● **EXCERPTED PASSAGE**:
◆ ◆ ◆

The increasing frequency of marriages between American ladies, and foreigners possessed of either official or social rank in Europe, and the absence of any complete list and record of such matrimonial alliances, renders the publication of Titled Americans
desirable, and even necessary as a work of reference.
When Mrs. Louis Hamersley became the wife of the Duke of Marlborough, in July, 1888, she was described at the time by the newspapers as the American Duchess,
and the impression was conveyed to, and accepted by the public, that she was the only American lady entitled to ducal rank. The latter, however, is far from being the case. For there are no less than ten or twelve Duchesses now living who are of American parentage and birth. Two or three of them have been married for more than a quarter of a century, and have become so separated in interests, obligations, and environments from the land of their birth, that they have been forgotten, and allowed to pass out of remembrance of the present generation in the United States.
Besides the ten or twelve American girls who have married European Dukes, there are nearly twenty who have contracted alliances with Princes, while about the same number are wedded to foreign ambassadors at the various courts of Europe. In Rome alone the Swedish, the Danish, and the Dutch ministers plenipotentiary have each of them American wives, while at St. Petersburg the German and the Wurtemberg Ambassadresses are both of good old New York stock.
Exception may possibly be taken to the name of Titled Americans,
on the ground that this work deals exclusively with American ladies who have married foreigners of rank, and that all reference to American men who have received honors or distinctions from European sovereigns or governments has been omitted. Mr. John Buck, of San Francisco, Mr. Loubar, of New York, Mr. Good, of Brooklyn, and several other well-known citizens of the United States, have been created Count by the Pope, while Mr. Murphy, of the San Francisco dry-goods firm of Murphy, Grant & Co., and Mr. D. J. Oliver, derive their titles of Marquis from the same source. These honorific distinctions are, however, not officially recognized in this country, and their use is not in accordance with the democratic institutions and social system of the United States. To such an extent is this the case, that when an alien is admitted under the naturalization laws to the rights of American citizenship, he is forced by sections 2, 165–74 of the revised statutes of the United States, to make an express renunciation of any hereditary title or order of nobility
which he may have borne until that time.
Exception may also be taken to the fact that a certain number of ladies who figure in this work appear without handles to their names.
It must, however, be borne in mind that the junior branches of English noble families do not bear titles, and that the untitled country families or gentry authorized by government to the use of coat armor, are regarded both at home and abroad as constituting the backbone of the British aristocracy. Indeed an untitled County Esquire of ancient lineage, enjoys far higher consideration than the bearer of a title of relatively recent creation. The right to bear coats of arms, not of titles, has ever been considered the distinctive mark of the true noblesse.
Special pains have been taken to prevent the insertion in this work of names which are not strictly entitled to figure therein. All titles have been omitted concerning the origin and authenticity of which the slightest doubt prevails, and the only persons who appear in the pages of Titled Americans
are those whose names are recorded in the jealously guarded Libri d’ Oro of the various governments of Europe.
INTRODUCTION.

◆ ◆ ◆

● **INSTRUCTION 1**: For each statement, say whether it agrees with the preface on Titled Americans, answering yes or no and quoting the words of the preface that decide it. (a) Mrs. Louis Hamersley married the Duke of Marlborough in July 1888. (b) The work covers American men who were made Counts by the Pope. (c) In Rome, the Swedish minister plenipotentiary has an American wife.
● **INSTRUCTION 2**: In the preface on Titled Americans, what has always been considered the distinctive mark of the true noblesse?
● **INSTRUCTION 3**: Pick up the preface on Titled Americans from where it stops and continue it.
The material that comes next is separate from the preface on Titled Americans.

◆ ◆ ◆

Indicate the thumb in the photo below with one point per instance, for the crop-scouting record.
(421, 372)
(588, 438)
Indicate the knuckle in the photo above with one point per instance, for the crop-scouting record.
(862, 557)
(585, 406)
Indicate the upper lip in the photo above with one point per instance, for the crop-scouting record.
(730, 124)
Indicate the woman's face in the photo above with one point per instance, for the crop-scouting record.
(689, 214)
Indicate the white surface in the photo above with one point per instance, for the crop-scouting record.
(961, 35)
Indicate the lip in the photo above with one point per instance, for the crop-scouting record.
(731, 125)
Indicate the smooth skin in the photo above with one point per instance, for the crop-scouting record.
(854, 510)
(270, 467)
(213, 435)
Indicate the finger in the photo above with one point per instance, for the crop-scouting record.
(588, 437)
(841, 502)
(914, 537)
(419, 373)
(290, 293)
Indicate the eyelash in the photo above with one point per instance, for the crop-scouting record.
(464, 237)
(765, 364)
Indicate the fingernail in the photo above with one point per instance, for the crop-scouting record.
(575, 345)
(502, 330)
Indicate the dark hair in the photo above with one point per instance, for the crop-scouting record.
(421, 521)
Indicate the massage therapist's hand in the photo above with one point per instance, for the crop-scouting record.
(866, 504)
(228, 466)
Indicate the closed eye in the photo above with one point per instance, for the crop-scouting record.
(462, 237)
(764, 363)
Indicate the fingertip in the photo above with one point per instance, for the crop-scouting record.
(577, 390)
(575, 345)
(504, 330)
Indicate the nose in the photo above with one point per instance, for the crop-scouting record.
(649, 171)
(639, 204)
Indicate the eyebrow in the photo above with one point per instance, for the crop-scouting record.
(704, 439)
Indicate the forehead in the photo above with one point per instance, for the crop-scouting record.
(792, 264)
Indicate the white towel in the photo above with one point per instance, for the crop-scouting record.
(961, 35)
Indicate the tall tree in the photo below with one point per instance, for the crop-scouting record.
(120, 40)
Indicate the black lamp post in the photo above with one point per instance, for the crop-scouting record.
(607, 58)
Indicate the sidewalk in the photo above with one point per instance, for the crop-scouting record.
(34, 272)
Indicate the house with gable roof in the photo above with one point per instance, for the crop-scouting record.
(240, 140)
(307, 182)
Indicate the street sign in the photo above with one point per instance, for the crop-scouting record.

◆ ◆ ◆

● **TASK RESULT 1**:
(a) Yes: "When Mrs. Louis Hamersley became the wife of the Duke of Marlborough, in July, 1888"
(b) No: "this work deals exclusively with American ladies who have married foreigners of rank"
(c) Yes: "In Rome alone the Swedish, the Danish, and the Dutch ministers plenipotentiary have each of them American wives"

● **TASK RESULT 2**: The right to bear coats of arms, not of titles.

● **TASK RESULT 3**:
Nobiliary titles do not necessarily confer what is strictly known as nobility or noblesse upon their bearers. Paradoxical though it may appear there are quite a large number of Barons, Counts, Marquises, Princes, and even Dukes, who do not belong to the nobility, and who possess none of the few remaining privileges which have been retained by that favored class in the monarchical countries of Europe; while on the other hand there are many gentlemen—the French term of gentilhomme
would be their more correct designation—who, although untitled, enjoy a precedence and a consideration which no mere peerage could confer. King James I., of Great Britain, who was singularly shrewd in certain things, used frequently to remark that the sovereign, though he can make a noble, cannot make a gentleman.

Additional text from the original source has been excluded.